* _Work required_: Rewrite the data below with every "thickest part" switched to "widest part" and nothing else changed, leaving the pictures out.

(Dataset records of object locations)
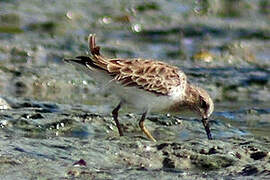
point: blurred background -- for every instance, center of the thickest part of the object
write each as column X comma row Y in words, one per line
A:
column 46, row 105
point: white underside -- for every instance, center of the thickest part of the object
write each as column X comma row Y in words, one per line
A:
column 136, row 98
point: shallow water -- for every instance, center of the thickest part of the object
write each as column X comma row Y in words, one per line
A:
column 51, row 115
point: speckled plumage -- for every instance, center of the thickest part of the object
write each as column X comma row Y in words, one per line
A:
column 147, row 85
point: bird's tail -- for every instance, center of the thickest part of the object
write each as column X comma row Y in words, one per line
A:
column 96, row 60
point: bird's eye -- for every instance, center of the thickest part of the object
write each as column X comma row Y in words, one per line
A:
column 204, row 105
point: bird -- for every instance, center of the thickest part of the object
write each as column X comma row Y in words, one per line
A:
column 146, row 85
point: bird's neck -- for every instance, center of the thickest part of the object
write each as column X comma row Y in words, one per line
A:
column 191, row 94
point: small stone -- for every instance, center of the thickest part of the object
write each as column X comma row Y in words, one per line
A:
column 168, row 163
column 249, row 170
column 258, row 155
column 81, row 162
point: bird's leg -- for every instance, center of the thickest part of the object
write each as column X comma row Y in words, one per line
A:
column 207, row 128
column 115, row 117
column 143, row 128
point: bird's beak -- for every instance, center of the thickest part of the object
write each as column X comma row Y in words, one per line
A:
column 207, row 127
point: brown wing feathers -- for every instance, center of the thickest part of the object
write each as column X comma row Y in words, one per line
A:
column 154, row 76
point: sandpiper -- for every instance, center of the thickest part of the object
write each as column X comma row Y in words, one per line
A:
column 146, row 85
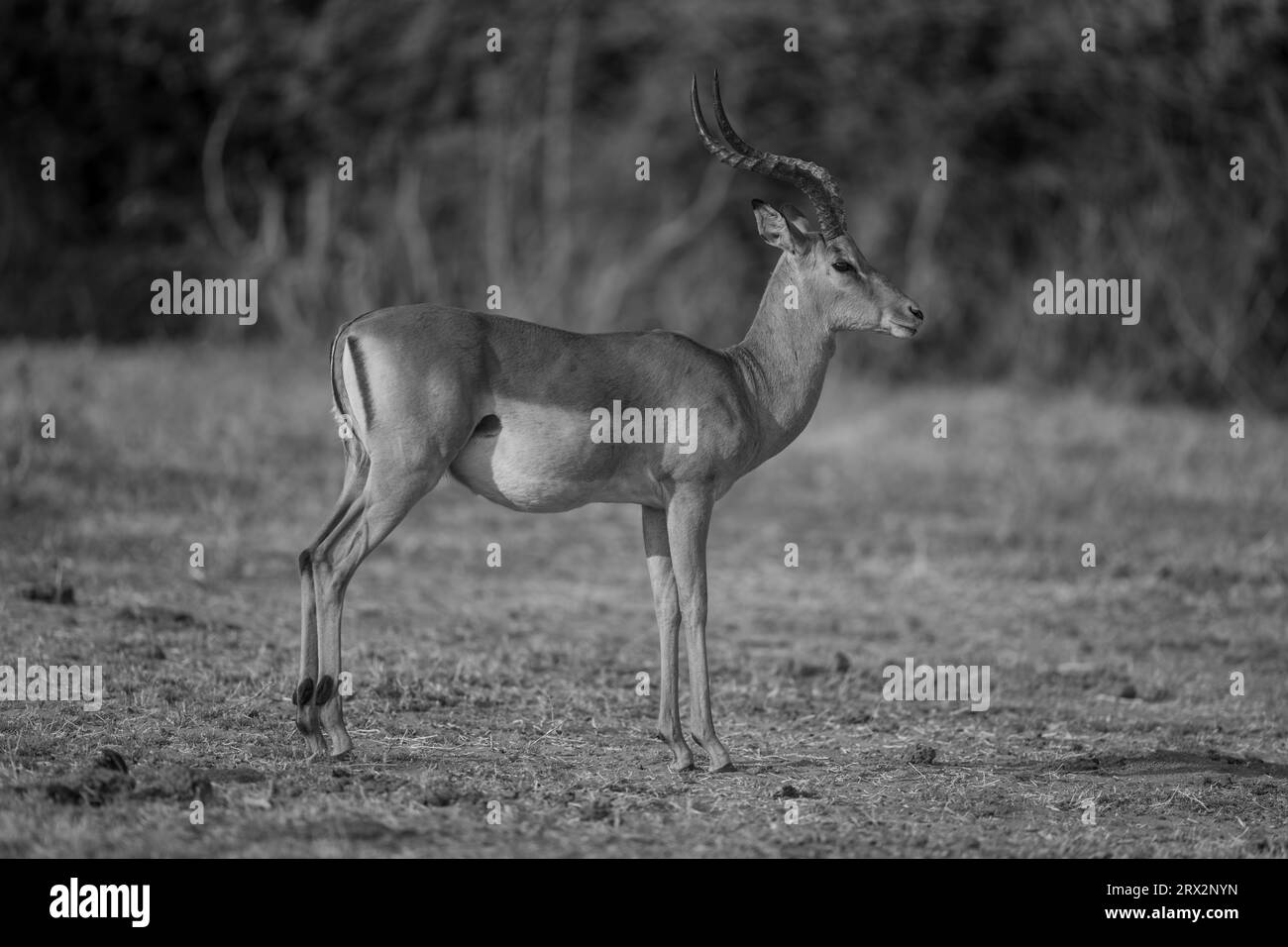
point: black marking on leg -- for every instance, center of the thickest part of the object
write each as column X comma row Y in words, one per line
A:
column 360, row 373
column 326, row 688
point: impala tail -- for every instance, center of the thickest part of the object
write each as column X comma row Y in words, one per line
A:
column 349, row 393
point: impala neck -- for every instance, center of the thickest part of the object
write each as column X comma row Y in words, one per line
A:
column 784, row 361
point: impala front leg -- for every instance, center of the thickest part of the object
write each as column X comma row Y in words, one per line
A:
column 666, row 603
column 687, row 519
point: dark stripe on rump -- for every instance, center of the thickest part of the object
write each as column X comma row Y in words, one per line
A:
column 360, row 372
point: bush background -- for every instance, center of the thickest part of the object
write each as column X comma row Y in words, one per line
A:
column 518, row 169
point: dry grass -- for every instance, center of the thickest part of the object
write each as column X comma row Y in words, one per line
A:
column 516, row 684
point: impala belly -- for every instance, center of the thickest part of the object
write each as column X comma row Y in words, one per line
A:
column 542, row 460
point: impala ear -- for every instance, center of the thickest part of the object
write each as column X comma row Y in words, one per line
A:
column 777, row 230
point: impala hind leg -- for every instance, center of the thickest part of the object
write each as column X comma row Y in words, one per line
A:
column 307, row 718
column 666, row 603
column 386, row 496
column 688, row 517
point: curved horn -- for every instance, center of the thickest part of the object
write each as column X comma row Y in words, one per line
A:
column 810, row 179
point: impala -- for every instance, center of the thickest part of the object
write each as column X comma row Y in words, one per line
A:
column 506, row 407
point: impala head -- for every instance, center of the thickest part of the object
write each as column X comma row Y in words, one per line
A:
column 825, row 264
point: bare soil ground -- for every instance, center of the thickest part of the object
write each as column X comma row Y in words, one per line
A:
column 515, row 685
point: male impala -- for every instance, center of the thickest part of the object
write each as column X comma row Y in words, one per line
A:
column 505, row 407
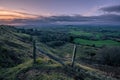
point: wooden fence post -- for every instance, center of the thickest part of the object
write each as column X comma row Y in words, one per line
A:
column 34, row 51
column 74, row 55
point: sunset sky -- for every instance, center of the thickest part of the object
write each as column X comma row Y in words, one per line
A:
column 58, row 11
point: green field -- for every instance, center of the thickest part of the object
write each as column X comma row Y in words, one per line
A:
column 81, row 33
column 97, row 43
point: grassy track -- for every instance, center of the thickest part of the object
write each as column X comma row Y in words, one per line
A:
column 97, row 43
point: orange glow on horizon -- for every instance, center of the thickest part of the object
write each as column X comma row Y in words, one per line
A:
column 11, row 15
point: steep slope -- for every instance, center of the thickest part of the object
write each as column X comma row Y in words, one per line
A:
column 15, row 47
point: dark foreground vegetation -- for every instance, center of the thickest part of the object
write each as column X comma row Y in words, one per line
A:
column 97, row 54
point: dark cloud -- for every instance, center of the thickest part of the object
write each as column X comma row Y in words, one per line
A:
column 115, row 8
column 102, row 19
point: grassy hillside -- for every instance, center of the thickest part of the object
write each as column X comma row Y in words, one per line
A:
column 98, row 43
column 15, row 47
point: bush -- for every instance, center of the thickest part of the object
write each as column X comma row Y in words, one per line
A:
column 110, row 56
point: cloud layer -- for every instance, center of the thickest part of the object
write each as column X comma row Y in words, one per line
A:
column 115, row 8
column 20, row 18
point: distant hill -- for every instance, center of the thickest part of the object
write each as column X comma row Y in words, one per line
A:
column 15, row 47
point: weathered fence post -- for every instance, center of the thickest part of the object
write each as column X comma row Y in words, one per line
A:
column 34, row 51
column 74, row 55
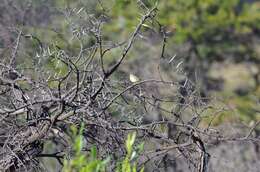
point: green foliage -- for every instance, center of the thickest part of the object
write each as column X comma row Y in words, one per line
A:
column 129, row 163
column 212, row 26
column 81, row 162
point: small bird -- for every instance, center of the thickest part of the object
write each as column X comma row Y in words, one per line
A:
column 133, row 78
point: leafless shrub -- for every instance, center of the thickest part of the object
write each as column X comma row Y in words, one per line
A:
column 38, row 104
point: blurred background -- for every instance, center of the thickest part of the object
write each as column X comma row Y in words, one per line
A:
column 215, row 43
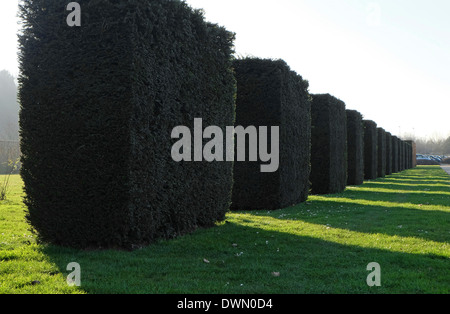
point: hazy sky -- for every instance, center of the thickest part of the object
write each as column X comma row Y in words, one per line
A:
column 388, row 59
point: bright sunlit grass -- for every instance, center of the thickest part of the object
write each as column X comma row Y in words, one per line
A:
column 324, row 245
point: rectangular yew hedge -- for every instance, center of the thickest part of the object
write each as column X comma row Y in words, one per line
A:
column 270, row 94
column 388, row 153
column 355, row 148
column 328, row 145
column 381, row 152
column 370, row 150
column 413, row 152
column 395, row 156
column 98, row 105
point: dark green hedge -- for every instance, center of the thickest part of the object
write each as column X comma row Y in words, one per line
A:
column 370, row 150
column 402, row 155
column 270, row 94
column 395, row 155
column 413, row 152
column 389, row 154
column 328, row 145
column 355, row 148
column 381, row 152
column 98, row 105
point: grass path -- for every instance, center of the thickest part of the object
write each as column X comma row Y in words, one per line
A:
column 324, row 245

* _Output of the exercise_:
point: blurred background -- for every instance, center of the widest part of the object
write each as column X comma row Y in words, one per line
A:
column 46, row 105
point: white underside -- for every instance, center of the widest part of the object
write each as column X comma row Y in words, one per line
A:
column 136, row 98
point: shallow water -- for every instance, center of the widest part of the object
write each as column X comma row Y in words, one per line
A:
column 51, row 115
point: speckled plumage -- for every instance, center of the widest part of the object
write each as column X comma row Y in words, one per line
A:
column 147, row 85
point: bird's tail -- for every instance, center of the widest part of the object
write each as column X comma row Y in words, one per line
A:
column 96, row 60
point: bird's eye -- for every instance, center of the widest part of the object
write each as column X comma row Y in words, one per line
A:
column 204, row 105
point: bird -- for every instance, center of the widest part of the object
write each as column X comma row Y in words, one per line
A:
column 146, row 85
point: bird's neck -- for every instance, center of the widest part of the object
write each as column X comma row Y in words, one per line
A:
column 191, row 94
point: small stone -- for every instance, center of the widest part of the object
write each as column X comma row Y in words, one per line
A:
column 168, row 163
column 249, row 170
column 258, row 155
column 81, row 162
point: bird's leg -- for every instance, center of the widest part of the object
write each as column X comma row Y in words, one per line
A:
column 207, row 128
column 115, row 117
column 143, row 128
point: bird's beak -- for every instance, center of the widest part of the object
write each as column X comma row Y in words, one per line
A:
column 207, row 127
point: brown wing feathers -- for every instance, center of the widest part of the object
write each as column X comma row Y in words, one per line
A:
column 154, row 76
point: sandpiper -- for every instance, center of the widest part of the object
write each as column X comma row Y in words, one per line
A:
column 146, row 85
point: black marking on leg -- for every instance, center of the widest part of the object
write each as column X comma row Y in words, one per line
A:
column 360, row 373
column 326, row 688
point: impala tail -- for every instance, center of the widest part of the object
write each as column X comma row Y in words, one per line
A:
column 349, row 393
point: impala neck -- for every instance, center of the widest part of the object
write each as column X comma row Y in words, one per line
A:
column 784, row 361
point: impala front leg -- for every instance, center of the widest part of the object
write each as column X comma row Y in words, one per line
A:
column 666, row 603
column 687, row 519
point: dark stripe on rump -- for every instance, center of the widest part of the object
write each as column X comma row Y in words, one per line
A:
column 360, row 372
point: bush background -- for every instance, center of the widest part of the object
write each as column X comma row Y in words, one per line
A:
column 518, row 169
point: dry grass -- for every instance, center of the widest part of the object
write each as column X comma row Y in words, one per line
A:
column 516, row 684
point: impala belly -- for every instance, center of the widest part of the object
write each as column X comma row Y in words, one per line
A:
column 542, row 460
point: impala ear -- for every instance, center of the widest part of the object
write each as column X comma row Y in words, one per line
A:
column 777, row 230
point: impala hind leg -- for every instance, center of the widest part of the object
write each as column X comma row Y in words, one per line
A:
column 307, row 718
column 666, row 603
column 386, row 496
column 688, row 517
point: curved horn -- for every instance, center of the widest part of the object
write each as column X comma row Y in words, one per line
A:
column 810, row 179
point: impala -- for every instance, center of the widest part of the object
write each as column X comma row Y in words, one per line
A:
column 506, row 407
point: impala head -- for every instance, center of the widest part of the object
write each as column X comma row Y in words, one per line
A:
column 825, row 264
point: bare soil ground -- for every instance, center of the widest part of the object
write each as column X comma row Y in words, one per line
A:
column 515, row 685
point: male impala -- for every instance, center of the widest part of the object
write each as column X comma row Y in words, one per line
A:
column 505, row 407
point: wooden fence post -- for every instance, center of the widest part of the object
write each as column X comma row Y in words, one per line
A:
column 34, row 51
column 74, row 55
point: sunset sky -- for every instance, center of the widest part of the object
write each as column X comma row Y in words, one per line
A:
column 58, row 11
point: green field -- for every instance, center of the widest part of the object
write each as column X comma row Y in words, one per line
A:
column 81, row 33
column 97, row 43
point: grassy track -- for every instance, center of the widest part of the object
write each as column X comma row Y in words, one per line
A:
column 97, row 43
point: orange glow on horizon -- for every instance, center of the widest part of the object
write each as column X comma row Y in words, one per line
A:
column 11, row 15
point: steep slope -- for every instance, center of the widest part of the object
write each as column X comma row Y in words, one per line
A:
column 15, row 47
point: dark foreground vegetation -- for every instance, center of the widest part of the object
write each as column X comma row Y in words, one per line
A:
column 97, row 54
point: dark cloud -- for every instance, center of the widest part of the object
write each as column X comma row Y in words, one per line
A:
column 115, row 8
column 102, row 19
point: grassy hillside -- for every instance, center of the widest part of the object
write each as column X comma row Y in words, one per line
A:
column 98, row 43
column 15, row 47
point: bush -- for every instance, center of the widest part of the object
write each as column X comma row Y in words, one per line
A:
column 110, row 56
point: cloud layer -- for every instance, center of the widest part of the object
write each as column X comma row Y in words, one per line
A:
column 115, row 8
column 20, row 18
point: distant hill -- for every instance, center of the widest part of the object
write each as column X comma row Y in words, one per line
A:
column 15, row 47
point: weathered fence post -- for every instance, center of the widest part of the object
write each as column X comma row Y in words, one per line
A:
column 34, row 51
column 74, row 55
point: green foliage -- for every instance, center of the widest part of the object
write each as column X comma row Y in words, one per line
A:
column 129, row 163
column 212, row 26
column 81, row 162
point: small bird -- for every instance, center of the widest part of the object
write each as column X comma row Y in words, one per line
A:
column 133, row 78
point: leafless shrub -- for every instance, center of the widest part of the object
write each as column X comma row Y in words, one per line
A:
column 38, row 104
point: blurred background -- for every instance, center of the widest part of the object
write each as column X comma row Y in words, one per line
A:
column 215, row 43
point: hazy sky -- for every instance, center of the widest part of the object
write each as column X comma row Y in words, one per line
A:
column 388, row 59
point: bright sunlit grass -- for every instance, center of the widest part of the object
write each as column X comma row Y in words, one per line
A:
column 324, row 245
point: rectangular yew hedge -- for every instance, center of the widest part of the object
write each as column X comma row Y in words, one per line
A:
column 270, row 94
column 388, row 153
column 355, row 148
column 328, row 145
column 381, row 152
column 370, row 150
column 413, row 152
column 395, row 156
column 98, row 105
point: dark green hedge -- for every instance, center of the widest part of the object
write each as column X comma row Y in words, one per line
A:
column 370, row 150
column 402, row 155
column 270, row 94
column 395, row 155
column 413, row 152
column 389, row 154
column 328, row 145
column 355, row 148
column 381, row 152
column 98, row 105
point: grass path -- for every instance, center of the widest part of the object
write each as column X comma row Y in words, one per line
A:
column 324, row 245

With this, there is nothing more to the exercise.